What to produce
What you return should be the full listing, exactly as given.

====== Source material

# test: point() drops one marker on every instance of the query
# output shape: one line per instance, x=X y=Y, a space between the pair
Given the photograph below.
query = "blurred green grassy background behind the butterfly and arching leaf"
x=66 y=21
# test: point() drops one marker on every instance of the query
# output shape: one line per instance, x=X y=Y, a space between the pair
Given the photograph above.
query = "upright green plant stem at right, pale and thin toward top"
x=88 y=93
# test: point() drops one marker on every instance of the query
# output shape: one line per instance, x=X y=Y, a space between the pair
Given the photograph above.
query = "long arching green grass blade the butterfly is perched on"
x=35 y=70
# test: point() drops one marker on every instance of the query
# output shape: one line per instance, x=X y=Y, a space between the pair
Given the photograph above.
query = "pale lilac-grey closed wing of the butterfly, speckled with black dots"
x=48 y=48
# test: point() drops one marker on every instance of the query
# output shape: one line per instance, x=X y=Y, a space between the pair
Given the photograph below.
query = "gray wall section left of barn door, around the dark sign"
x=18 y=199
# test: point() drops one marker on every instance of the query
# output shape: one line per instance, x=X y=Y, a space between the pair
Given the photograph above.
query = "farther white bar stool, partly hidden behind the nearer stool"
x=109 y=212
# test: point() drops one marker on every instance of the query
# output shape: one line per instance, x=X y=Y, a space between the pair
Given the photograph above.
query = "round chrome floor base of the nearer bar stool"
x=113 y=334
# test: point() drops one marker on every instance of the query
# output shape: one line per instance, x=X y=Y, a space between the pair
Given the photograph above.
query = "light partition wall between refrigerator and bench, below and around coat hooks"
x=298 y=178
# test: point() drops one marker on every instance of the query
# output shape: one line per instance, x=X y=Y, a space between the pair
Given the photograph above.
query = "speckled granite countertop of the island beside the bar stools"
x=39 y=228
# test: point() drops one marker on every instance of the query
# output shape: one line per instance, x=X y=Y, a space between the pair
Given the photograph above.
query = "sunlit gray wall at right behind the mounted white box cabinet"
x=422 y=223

============

Solved exercise
# test: point() drops one marker on every instance of the query
# output shape: one line per instance, x=X y=Y, a space between the pair
Given the photograph below.
query = "blurred green grassy background behind the butterfly and arching leaf"
x=66 y=21
# test: point() drops one marker on every instance of the query
# output shape: one line per instance, x=X y=Y, a space between the pair
Given the photograph above.
query = "upright green plant stem at right, pale and thin toward top"
x=88 y=93
# test: point() drops one marker on every instance of the query
# output shape: one line per instance, x=X y=Y, a space between the pair
Given the photograph above.
query = "long arching green grass blade the butterfly is perched on"
x=35 y=70
# test: point() drops one marker on every instance of the query
# output shape: one line per instance, x=X y=Y, a space between the pair
Given the photograph above.
query = "pale lilac-grey closed wing of the butterfly, speckled with black dots"
x=48 y=48
# test: point() drops one marker on every instance of the query
# output shape: one line per instance, x=X y=Y, a space between the pair
Given the photograph below.
query = "gray wall section left of barn door, around the dark sign"
x=18 y=199
# test: point() drops one marker on every instance of the query
# output shape: one line per instance, x=X y=Y, a space between the pair
Given the photograph above.
query = "farther white bar stool, partly hidden behind the nearer stool"
x=109 y=212
# test: point() drops one marker on every instance of the query
# output shape: one line per instance, x=X y=Y, a space between the pair
Given the photograph above.
query = "round chrome floor base of the nearer bar stool"
x=113 y=334
# test: point() drops one marker on every instance of the query
# output shape: one line per instance, x=X y=Y, a space between the pair
Given the photograph above.
query = "light partition wall between refrigerator and bench, below and around coat hooks"
x=298 y=178
# test: point() drops one marker on every instance of the query
# output shape: one line per instance, x=X y=Y, a space between the pair
Given the photograph above.
query = "speckled granite countertop of the island beside the bar stools"
x=39 y=228
# test: point() drops one marker on every instance of the query
# output shape: one line per instance, x=X y=Y, a space between the pair
Given the photograph above.
query = "sunlit gray wall at right behind the mounted white box cabinet"
x=422 y=223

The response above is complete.